* _DIRECTIONS_:
Please return each line of the listing below exactly as written.

* _DATA EXTRACTS_:
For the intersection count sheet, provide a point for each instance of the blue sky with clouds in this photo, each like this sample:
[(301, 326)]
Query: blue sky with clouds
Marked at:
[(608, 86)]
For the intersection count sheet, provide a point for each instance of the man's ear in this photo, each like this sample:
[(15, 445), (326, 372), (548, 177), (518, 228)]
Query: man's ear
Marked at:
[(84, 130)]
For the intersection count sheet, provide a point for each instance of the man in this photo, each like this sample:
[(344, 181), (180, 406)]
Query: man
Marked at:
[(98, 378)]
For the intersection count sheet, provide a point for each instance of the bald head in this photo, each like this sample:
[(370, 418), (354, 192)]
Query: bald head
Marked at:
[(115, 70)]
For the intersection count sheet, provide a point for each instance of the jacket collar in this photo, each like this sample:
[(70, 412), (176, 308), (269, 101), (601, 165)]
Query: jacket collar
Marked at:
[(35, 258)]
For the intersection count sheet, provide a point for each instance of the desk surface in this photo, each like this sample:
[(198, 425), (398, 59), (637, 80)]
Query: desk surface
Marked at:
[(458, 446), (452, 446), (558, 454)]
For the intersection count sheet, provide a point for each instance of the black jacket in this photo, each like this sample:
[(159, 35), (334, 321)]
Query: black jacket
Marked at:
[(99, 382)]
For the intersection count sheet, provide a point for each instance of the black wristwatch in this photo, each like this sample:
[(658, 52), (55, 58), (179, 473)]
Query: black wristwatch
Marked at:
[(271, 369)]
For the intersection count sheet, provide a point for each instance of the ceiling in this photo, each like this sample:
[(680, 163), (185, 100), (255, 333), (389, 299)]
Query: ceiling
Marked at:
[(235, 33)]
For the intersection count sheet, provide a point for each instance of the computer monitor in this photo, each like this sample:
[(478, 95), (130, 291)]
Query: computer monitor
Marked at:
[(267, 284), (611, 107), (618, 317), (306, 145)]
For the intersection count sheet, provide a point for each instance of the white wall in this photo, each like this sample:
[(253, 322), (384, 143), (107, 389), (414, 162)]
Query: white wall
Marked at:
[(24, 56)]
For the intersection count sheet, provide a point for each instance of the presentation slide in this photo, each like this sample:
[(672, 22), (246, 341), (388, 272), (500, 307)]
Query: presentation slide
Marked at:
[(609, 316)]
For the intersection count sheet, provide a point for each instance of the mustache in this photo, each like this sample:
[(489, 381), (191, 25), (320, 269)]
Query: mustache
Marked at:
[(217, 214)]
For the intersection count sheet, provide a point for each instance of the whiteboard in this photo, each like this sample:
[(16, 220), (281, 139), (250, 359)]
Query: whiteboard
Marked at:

* _WRITTEN ANSWER_:
For the intersection count sheet, provide a point for each instance of the blue sky with clouds in this photo, each like this sample:
[(301, 326)]
Query: blue sky with clouds
Marked at:
[(608, 86)]
For the intersection count sheet, provide a point for each instance of the man's ear in this photo, each like this sample:
[(15, 445), (326, 372), (548, 177), (518, 228)]
Query: man's ear
Marked at:
[(84, 130)]
For the intersection count sheet, provide a point for each instance of the man in this photo, each like this sample:
[(344, 181), (180, 406)]
Query: man
Marked at:
[(98, 378)]
For the intersection count sheet, provide a point for each instance of the bald head in this photo, each like this sample:
[(370, 418), (354, 192)]
Query: bald head
Marked at:
[(115, 70)]
For the intersection count sheet, provide a point for each instance of the jacket collar in this photo, each like this sample:
[(70, 412), (176, 308), (269, 101), (601, 165)]
Query: jacket collar
Marked at:
[(35, 258)]
For the intersection count sheet, provide a point for each instance of the desk surface in this photo, each like this sample:
[(198, 425), (398, 59), (637, 80)]
Query: desk surface
Marked at:
[(458, 446), (452, 446), (558, 454)]
For the intersection count sheet, provide a point for each instance of the black jacket in this photo, each like this sample:
[(159, 35), (334, 321)]
Query: black jacket
Marked at:
[(99, 382)]
For the intersection count sheet, provide a point for each instance of the black wristwatch in this photo, each like this sample:
[(658, 52), (55, 58), (179, 473)]
Query: black wristwatch
Marked at:
[(271, 369)]
For the intersection count sheet, provide a point for each instance of the ceiling in this photo, each like this sample:
[(680, 163), (185, 100), (255, 333), (389, 299)]
Query: ceiling
Marked at:
[(235, 33)]
For the intersection count sheet, provide a point for each instance of the computer monitor in this photo, each like this sample:
[(478, 95), (130, 291)]
Query: computer monitor
Marked at:
[(267, 284), (611, 107), (618, 317), (306, 145)]
For the intersection count sheet, provide a point for each instance of the white wall in this photo, each like this sample:
[(253, 322), (384, 143), (107, 389), (414, 162)]
Query: white wall
Marked at:
[(24, 56)]
For the intersection count sheet, provide a point for each instance of the presentation slide in this photo, each like this sample:
[(672, 22), (246, 341), (388, 272), (500, 307)]
Query: presentation slide
Marked at:
[(609, 316)]
For the intersection count sheet, provide a point for each instance of the mustache in this photo, each like this sample:
[(489, 381), (191, 25), (320, 269)]
Query: mustache
Marked at:
[(217, 214)]
For the intersection count sheet, provide a point for each instance of the whiteboard in this photo, each like this sample:
[(16, 220), (281, 139), (250, 359)]
Query: whiteboard
Marked at:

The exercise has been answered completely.